(Excerpts from a dataset on object pointing)
"""
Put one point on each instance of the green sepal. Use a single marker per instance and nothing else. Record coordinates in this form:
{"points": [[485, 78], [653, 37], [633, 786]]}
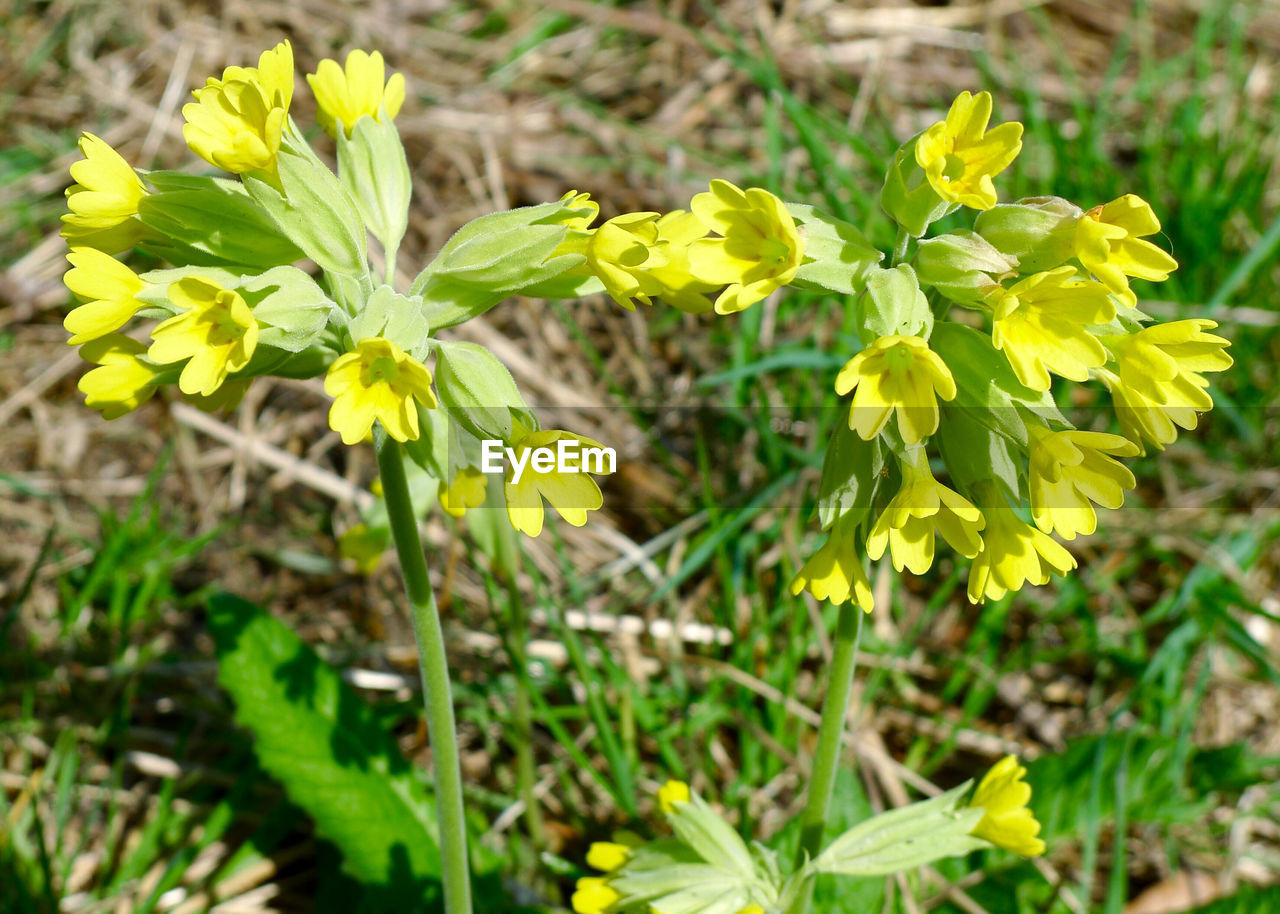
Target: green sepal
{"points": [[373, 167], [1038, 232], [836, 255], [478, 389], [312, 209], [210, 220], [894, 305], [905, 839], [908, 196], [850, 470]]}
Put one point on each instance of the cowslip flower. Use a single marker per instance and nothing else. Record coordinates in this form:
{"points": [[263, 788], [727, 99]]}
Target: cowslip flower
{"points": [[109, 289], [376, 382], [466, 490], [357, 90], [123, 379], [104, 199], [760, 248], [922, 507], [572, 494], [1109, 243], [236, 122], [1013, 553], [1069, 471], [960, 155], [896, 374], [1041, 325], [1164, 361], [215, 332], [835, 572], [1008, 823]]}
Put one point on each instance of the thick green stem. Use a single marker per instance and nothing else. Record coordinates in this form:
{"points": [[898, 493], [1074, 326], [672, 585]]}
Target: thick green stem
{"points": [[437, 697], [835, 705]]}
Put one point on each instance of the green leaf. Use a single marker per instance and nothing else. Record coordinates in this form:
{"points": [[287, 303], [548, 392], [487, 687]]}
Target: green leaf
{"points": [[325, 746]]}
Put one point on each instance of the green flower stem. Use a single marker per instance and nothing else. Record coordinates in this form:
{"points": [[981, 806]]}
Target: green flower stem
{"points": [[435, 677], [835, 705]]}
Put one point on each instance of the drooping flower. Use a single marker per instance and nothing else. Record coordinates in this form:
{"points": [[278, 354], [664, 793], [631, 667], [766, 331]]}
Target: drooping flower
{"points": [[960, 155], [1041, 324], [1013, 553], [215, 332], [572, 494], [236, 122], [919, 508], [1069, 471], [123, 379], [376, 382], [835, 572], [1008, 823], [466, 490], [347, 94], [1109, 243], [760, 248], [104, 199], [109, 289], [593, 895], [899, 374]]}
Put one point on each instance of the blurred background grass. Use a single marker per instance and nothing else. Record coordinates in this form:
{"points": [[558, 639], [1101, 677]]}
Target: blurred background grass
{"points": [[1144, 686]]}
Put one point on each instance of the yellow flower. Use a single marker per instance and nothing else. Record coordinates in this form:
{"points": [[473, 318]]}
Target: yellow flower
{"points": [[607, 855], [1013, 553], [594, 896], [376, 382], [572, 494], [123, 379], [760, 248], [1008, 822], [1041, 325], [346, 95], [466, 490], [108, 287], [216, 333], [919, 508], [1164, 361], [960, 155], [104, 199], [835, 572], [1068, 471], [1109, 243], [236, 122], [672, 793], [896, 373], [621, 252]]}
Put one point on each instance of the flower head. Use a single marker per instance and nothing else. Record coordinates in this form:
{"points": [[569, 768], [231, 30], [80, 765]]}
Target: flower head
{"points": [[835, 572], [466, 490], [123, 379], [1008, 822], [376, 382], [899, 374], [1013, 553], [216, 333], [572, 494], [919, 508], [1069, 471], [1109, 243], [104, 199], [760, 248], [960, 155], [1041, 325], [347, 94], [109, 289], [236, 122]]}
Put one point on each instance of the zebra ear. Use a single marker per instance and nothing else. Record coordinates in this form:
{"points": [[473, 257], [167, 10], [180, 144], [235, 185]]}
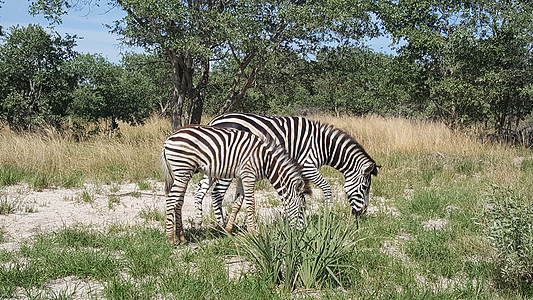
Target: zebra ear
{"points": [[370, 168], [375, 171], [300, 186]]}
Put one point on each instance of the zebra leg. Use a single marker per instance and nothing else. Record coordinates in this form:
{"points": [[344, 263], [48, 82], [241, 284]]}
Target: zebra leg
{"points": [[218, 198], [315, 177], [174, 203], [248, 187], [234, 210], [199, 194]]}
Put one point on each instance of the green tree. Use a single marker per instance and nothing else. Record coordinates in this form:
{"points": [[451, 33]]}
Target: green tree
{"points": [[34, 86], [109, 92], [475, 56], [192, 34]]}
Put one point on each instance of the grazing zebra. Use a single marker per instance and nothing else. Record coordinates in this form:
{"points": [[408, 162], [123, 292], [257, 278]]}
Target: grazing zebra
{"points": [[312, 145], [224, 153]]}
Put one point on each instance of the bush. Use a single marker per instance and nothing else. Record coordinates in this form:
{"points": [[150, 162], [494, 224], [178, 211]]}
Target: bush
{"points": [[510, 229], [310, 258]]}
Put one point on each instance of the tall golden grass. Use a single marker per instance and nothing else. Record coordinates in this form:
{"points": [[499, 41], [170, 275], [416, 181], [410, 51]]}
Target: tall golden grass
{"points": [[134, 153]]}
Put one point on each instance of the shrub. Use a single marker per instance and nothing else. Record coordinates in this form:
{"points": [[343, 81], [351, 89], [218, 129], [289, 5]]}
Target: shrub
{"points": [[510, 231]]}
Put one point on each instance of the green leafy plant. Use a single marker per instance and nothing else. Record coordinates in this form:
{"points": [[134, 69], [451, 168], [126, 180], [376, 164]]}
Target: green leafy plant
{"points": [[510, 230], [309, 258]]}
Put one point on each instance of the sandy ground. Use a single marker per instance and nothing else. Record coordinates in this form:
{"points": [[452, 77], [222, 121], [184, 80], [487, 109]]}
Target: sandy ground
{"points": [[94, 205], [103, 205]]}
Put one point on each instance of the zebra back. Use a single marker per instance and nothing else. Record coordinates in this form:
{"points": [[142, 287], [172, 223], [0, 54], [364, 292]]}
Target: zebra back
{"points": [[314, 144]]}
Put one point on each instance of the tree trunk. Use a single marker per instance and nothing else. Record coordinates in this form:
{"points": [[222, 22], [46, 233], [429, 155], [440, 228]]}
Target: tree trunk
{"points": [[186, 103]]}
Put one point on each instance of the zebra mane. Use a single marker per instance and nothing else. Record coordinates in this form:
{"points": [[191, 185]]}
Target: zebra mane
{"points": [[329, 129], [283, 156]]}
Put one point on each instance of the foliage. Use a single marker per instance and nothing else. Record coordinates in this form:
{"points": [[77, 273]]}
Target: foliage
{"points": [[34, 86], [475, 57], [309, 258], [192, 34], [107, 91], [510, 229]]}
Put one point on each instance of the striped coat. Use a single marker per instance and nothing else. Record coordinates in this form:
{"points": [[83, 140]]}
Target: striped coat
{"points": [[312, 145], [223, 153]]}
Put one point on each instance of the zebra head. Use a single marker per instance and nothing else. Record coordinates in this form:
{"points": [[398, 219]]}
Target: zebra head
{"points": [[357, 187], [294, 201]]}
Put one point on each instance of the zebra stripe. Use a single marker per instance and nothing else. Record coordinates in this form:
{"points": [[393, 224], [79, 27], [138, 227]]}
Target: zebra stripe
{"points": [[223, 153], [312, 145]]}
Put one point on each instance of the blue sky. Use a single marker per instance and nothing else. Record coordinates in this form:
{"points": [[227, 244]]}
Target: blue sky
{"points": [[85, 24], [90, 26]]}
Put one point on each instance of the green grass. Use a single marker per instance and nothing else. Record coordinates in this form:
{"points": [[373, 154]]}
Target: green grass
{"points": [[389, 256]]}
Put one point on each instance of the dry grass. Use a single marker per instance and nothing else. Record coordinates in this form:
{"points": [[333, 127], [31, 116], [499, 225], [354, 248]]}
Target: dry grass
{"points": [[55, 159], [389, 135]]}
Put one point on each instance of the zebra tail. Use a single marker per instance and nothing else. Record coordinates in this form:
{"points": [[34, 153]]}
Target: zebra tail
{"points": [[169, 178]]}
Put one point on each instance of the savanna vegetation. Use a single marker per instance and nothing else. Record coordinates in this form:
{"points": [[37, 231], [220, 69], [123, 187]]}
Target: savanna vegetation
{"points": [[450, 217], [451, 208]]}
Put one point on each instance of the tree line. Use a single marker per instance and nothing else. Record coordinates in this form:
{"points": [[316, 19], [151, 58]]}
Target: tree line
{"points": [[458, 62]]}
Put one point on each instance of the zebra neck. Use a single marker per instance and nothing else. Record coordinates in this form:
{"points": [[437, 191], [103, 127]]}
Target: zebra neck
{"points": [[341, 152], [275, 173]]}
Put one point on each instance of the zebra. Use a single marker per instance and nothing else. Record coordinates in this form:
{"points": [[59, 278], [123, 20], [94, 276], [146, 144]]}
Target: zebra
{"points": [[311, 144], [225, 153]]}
"""
"""
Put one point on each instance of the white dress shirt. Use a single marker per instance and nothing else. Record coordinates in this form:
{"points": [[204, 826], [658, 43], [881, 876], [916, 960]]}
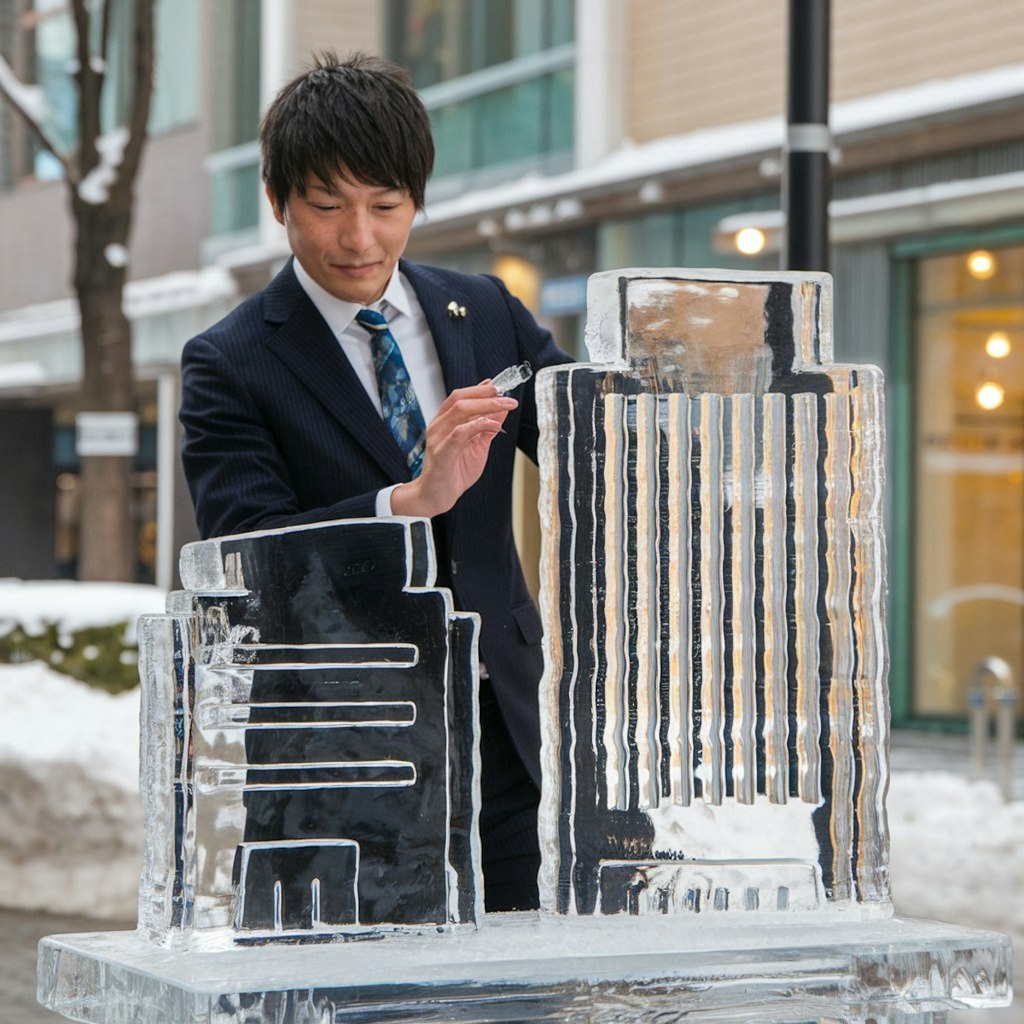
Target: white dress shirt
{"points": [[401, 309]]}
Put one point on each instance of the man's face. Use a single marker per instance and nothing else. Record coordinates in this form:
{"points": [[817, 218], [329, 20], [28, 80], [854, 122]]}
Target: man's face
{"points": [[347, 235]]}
"""
## Work to complete
Copy the lines above word for word, beginning with the line that contains "Put one point on each instance of the green sepal." and continuing through the line that contains "Target: green sepal". Omit the pictures from your copy.

## Solved exercise
Put one point on each instance of the green sepal. Use a single marker per instance and nothing else. Record coordinates in this form:
{"points": [[485, 78], [653, 37], [633, 786]]}
Target: green sepal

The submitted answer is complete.